____ Page
Comme nous l'avons vu, les droits protégés par l'al. 11b) sont le droit à la sécurité de la personne, le droit à la liberté et le droit à un procès équitable: R. c. Morin, [1992] 1 R.C.S. 771. Mon collègue étudie d'abord le cas de l'appel contre un acquittement. À la p. 000, il conclut que, durant cette période, «[a]ucune procédure visant à inculper la personne acquittée n'est en branle», et il dit que «[l]a personne acquittée se trouve dans la même situation critique que celle visée par un acte gouvernemental susceptible d'entraîner le dépôt d'une accusation.» En toute déférence, cela minimise la gravité de la situation de la personne acquittée qui fait face à un appel. Avant qu'une accusation soit déposée, le suspect ne souffre pas en général de la stigmatisation rattachée à des procédures criminelles. On ne peut pas en dire autant d'un accusé qui fait l'objet d'un appel postérieur à un acquittement. Il a effectivement été inculpé. Le droit continue de l'obliger à se défendre contre les accusations portées. Il doit retenir les services d'avocats et plaider devant des juges. Bien qu'il ait été acquitté, la poursuite continue d'affirmer publiquement que l'acquittement est invalide. Et il est exposé à la nette possibilité qu'une ordonnance soit rendue, infirmant l'acquittement et le déclarant coupable ou prescrivant la tenue d'un nouveau procès, ce qui représente non pas une simple hypothèse, mais un danger réel. L'angoisse que l'accusé acquitté éprouve pendant qu'il attend de savoir s'il subira un second procès doit être considérable. À tous ces égards, la situation d'un accusé dont l'acquittement fait l'objet d'un appel ressemble plus à celle d'un accusé qui attend de subir son procès qu'à celle d'une personne qui n'a pas été inculpée. En toute déférence, je ne puis être d'accord avec la conclusion de mon collègue selon laquelle «[i]l serait absurde d'accorder une protection pendant la période d'appel à l'accusé qui a été acquitté et non au suspect qui attend le dépôt d'une accusation . . .» (p. 000).
________
____ Données fournies
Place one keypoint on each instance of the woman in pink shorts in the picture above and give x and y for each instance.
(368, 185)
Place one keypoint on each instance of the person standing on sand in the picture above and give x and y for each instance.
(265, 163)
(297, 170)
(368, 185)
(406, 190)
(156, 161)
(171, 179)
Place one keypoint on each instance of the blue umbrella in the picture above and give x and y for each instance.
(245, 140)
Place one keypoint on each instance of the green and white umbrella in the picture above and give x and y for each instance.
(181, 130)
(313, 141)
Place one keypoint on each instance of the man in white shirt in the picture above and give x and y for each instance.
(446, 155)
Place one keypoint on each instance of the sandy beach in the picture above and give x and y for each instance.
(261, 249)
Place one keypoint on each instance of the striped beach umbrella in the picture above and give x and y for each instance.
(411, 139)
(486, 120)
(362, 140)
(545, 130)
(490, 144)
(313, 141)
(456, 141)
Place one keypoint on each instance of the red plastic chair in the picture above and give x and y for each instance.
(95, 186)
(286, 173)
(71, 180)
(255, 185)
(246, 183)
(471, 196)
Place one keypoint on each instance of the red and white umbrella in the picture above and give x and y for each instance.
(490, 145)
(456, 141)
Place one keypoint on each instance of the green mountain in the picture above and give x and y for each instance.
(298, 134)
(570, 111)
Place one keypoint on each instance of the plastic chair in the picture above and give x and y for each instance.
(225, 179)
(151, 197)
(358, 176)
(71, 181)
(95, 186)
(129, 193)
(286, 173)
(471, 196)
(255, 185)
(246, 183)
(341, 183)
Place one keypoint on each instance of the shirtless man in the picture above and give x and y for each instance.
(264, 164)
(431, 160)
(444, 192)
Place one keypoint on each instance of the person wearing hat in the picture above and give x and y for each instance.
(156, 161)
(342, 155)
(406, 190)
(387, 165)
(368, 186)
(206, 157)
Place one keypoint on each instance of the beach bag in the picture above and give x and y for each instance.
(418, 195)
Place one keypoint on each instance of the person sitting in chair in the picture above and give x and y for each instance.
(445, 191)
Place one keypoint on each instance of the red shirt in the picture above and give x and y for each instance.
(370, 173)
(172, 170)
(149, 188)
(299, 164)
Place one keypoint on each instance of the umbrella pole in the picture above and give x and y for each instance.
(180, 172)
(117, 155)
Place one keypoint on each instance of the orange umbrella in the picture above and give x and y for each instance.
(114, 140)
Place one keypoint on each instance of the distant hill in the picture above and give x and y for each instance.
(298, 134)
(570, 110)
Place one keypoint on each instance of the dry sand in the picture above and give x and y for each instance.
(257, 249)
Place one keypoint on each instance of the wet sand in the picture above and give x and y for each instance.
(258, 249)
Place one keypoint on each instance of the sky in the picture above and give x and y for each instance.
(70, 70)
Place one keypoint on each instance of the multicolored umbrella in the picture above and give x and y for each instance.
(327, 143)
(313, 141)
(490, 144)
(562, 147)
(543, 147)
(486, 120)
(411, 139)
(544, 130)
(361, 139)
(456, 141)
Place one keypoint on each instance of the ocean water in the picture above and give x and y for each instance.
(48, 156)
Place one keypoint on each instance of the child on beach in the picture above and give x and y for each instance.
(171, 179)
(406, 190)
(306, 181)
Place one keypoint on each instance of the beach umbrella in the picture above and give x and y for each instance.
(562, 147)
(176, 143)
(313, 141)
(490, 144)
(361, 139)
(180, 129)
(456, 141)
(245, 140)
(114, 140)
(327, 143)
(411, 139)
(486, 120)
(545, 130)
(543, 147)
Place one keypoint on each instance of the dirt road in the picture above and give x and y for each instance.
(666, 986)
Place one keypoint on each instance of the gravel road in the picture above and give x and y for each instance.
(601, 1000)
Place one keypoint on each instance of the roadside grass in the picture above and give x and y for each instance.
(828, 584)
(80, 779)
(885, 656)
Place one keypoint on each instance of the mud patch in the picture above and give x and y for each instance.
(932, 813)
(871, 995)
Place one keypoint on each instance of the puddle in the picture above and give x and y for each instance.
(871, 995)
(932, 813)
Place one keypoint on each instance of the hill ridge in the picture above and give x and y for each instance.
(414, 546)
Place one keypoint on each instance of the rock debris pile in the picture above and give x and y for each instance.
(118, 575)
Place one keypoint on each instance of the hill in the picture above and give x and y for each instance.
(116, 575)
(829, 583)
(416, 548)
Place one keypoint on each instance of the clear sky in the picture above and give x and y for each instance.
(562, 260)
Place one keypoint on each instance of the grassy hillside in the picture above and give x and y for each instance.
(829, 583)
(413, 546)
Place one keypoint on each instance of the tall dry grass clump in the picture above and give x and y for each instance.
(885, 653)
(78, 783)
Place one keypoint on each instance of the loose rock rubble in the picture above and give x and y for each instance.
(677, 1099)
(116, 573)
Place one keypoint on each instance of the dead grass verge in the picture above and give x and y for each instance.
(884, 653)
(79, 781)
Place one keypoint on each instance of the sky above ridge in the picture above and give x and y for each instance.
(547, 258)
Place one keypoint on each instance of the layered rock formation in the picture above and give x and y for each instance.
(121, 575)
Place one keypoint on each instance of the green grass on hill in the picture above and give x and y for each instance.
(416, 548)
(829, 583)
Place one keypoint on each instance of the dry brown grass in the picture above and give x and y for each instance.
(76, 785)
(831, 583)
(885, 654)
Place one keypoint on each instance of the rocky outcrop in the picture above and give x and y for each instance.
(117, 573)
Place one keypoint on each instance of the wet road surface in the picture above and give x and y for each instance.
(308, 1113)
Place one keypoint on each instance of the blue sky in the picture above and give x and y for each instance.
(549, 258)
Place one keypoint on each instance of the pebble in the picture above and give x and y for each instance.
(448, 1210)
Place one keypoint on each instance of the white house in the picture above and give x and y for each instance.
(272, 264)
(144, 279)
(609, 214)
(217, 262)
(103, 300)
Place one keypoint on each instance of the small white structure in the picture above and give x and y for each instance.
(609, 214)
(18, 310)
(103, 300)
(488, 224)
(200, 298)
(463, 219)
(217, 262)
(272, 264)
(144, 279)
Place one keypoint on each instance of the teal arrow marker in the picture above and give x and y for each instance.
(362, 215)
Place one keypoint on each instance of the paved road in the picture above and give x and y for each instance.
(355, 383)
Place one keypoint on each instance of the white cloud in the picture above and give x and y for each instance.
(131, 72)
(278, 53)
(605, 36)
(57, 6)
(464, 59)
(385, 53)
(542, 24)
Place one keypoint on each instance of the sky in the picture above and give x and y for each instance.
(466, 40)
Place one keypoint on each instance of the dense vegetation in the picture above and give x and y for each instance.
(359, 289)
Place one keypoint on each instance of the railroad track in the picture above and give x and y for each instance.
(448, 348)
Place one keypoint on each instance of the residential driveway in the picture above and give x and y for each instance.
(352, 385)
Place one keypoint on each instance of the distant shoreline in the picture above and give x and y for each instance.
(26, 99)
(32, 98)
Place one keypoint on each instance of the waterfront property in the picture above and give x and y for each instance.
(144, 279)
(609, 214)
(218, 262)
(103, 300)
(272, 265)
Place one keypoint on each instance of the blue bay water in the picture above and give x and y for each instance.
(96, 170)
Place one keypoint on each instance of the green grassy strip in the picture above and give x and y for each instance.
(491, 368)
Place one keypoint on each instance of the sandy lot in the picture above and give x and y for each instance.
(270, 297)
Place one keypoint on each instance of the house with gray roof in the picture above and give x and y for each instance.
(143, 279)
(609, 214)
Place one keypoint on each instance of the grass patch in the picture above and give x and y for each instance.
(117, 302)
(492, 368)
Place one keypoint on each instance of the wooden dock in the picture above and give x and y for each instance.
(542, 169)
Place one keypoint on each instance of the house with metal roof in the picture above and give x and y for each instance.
________
* **Consigne**
Reproduisez intégralement la page consacrée à l'appel contre un acquittement, mot pour mot et sans rien omettre.

* **Corrigé**
Comme nous l'avons vu, les droits protégés par l'al. 11b) sont le droit à la sécurité de la personne, le droit à la liberté et le droit à un procès équitable: R. c. Morin, [1992] 1 R.C.S. 771. Mon collègue étudie d'abord le cas de l'appel contre un acquittement. À la p. 000, il conclut que, durant cette période, «[a]ucune procédure visant à inculper la personne acquittée n'est en branle», et il dit que «[l]a personne acquittée se trouve dans la même situation critique que celle visée par un acte gouvernemental susceptible d'entraîner le dépôt d'une accusation.» En toute déférence, cela minimise la gravité de la situation de la personne acquittée qui fait face à un appel. Avant qu'une accusation soit déposée, le suspect ne souffre pas en général de la stigmatisation rattachée à des procédures criminelles. On ne peut pas en dire autant d'un accusé qui fait l'objet d'un appel postérieur à un acquittement. Il a effectivement été inculpé. Le droit continue de l'obliger à se défendre contre les accusations portées. Il doit retenir les services d'avocats et plaider devant des juges. Bien qu'il ait été acquitté, la poursuite continue d'affirmer publiquement que l'acquittement est invalide. Et il est exposé à la nette possibilité qu'une ordonnance soit rendue, infirmant l'acquittement et le déclarant coupable ou prescrivant la tenue d'un nouveau procès, ce qui représente non pas une simple hypothèse, mais un danger réel. L'angoisse que l'accusé acquitté éprouve pendant qu'il attend de savoir s'il subira un second procès doit être considérable. À tous ces égards, la situation d'un accusé dont l'acquittement fait l'objet d'un appel ressemble plus à celle d'un accusé qui attend de subir son procès qu'à celle d'une personne qui n'a pas été inculpée. En toute déférence, je ne puis être d'accord avec la conclusion de mon collègue selon laquelle «[i]l serait absurde d'accorder une protection pendant la période d'appel à l'accusé qui a été acquitté et non au suspect qui attend le dépôt d'une accusation . . .» (p. 000).